# Task to complete:
Gather every line in the records below that contains the word "canopy", copying each line in full. Letter case matters, so skip any line where the word appears only with different capitalization.

# Data for the task:
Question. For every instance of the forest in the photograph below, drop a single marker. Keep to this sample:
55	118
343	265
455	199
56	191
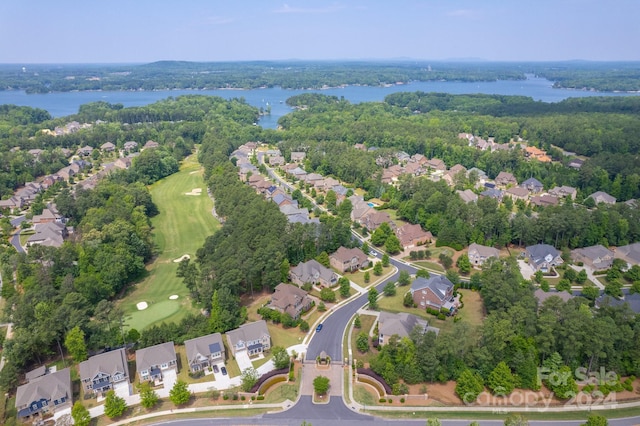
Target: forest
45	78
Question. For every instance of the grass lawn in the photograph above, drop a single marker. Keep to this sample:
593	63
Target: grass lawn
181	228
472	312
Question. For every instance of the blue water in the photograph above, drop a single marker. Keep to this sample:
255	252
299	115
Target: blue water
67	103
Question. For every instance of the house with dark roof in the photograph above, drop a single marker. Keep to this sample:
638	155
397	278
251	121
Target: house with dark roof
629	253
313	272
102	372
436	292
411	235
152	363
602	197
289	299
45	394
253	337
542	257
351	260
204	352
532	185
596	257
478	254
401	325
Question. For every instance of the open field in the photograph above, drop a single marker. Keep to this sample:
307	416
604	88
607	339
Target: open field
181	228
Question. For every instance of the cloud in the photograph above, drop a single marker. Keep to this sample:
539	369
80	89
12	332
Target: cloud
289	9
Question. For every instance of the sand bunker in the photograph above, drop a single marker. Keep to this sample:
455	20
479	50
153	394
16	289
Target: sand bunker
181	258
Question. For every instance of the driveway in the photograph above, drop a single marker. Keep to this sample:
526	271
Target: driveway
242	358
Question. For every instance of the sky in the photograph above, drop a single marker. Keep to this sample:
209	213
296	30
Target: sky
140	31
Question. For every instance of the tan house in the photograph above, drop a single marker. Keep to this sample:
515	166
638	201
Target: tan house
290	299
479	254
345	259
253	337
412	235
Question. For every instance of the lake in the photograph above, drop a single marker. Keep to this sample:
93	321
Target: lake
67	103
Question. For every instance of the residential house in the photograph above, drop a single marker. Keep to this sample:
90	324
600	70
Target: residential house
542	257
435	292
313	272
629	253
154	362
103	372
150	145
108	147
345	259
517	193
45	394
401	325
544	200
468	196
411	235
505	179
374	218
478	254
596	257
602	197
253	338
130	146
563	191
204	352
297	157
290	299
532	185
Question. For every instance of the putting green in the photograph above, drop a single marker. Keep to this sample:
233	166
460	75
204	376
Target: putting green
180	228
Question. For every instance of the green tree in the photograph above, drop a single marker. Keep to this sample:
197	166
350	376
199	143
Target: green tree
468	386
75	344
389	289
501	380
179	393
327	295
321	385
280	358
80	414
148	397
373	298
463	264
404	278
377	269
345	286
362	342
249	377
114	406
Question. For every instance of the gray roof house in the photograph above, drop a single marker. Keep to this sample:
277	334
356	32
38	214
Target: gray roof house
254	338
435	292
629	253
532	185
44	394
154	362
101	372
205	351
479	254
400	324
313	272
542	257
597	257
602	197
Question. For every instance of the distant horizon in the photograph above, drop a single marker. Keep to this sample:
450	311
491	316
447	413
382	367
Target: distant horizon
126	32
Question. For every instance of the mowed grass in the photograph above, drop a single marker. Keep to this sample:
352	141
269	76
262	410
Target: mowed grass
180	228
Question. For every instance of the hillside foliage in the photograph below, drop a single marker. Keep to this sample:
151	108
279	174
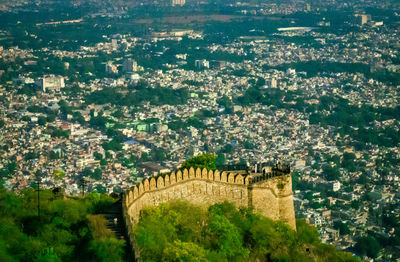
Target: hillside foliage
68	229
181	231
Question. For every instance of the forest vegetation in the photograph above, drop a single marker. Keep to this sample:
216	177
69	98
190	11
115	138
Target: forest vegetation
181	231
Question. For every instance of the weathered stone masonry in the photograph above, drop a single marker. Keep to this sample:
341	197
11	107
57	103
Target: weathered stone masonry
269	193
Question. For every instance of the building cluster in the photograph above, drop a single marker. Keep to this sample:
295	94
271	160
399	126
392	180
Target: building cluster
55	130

--

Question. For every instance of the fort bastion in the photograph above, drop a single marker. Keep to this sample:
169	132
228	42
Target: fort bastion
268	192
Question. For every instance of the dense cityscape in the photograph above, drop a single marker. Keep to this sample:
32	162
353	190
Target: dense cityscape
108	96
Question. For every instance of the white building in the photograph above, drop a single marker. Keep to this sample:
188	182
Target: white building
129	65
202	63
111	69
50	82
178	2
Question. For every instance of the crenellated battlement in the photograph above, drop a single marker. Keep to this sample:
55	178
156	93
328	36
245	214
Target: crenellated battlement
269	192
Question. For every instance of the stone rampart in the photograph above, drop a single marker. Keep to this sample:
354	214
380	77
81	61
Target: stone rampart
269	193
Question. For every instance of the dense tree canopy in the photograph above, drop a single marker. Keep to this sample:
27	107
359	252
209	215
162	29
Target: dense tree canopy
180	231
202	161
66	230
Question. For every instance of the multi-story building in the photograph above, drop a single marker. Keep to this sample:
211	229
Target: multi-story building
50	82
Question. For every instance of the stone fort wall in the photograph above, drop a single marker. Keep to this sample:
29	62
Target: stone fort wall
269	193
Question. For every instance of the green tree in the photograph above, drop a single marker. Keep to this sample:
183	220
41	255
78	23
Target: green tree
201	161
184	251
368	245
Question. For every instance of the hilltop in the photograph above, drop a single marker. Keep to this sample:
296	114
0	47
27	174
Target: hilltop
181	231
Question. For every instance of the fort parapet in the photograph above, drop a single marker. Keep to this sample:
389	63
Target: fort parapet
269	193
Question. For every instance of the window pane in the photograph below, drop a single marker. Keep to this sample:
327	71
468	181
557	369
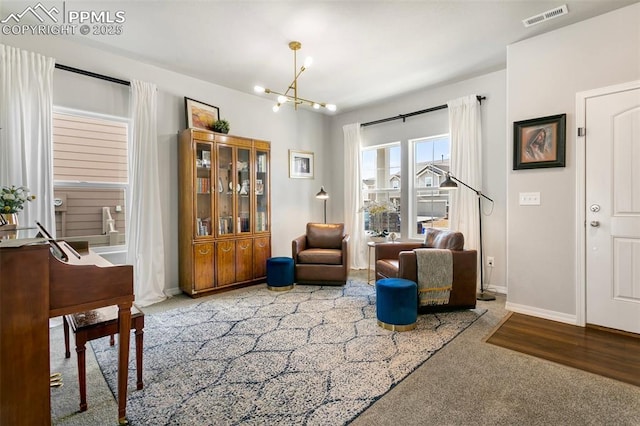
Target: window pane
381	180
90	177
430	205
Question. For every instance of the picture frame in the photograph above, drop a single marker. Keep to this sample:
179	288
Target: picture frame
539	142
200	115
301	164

# In response:
Question. For every instance of the dense tree canopy in the photograph above, drop a single marker. Keep to this sample:
Target: dense tree canopy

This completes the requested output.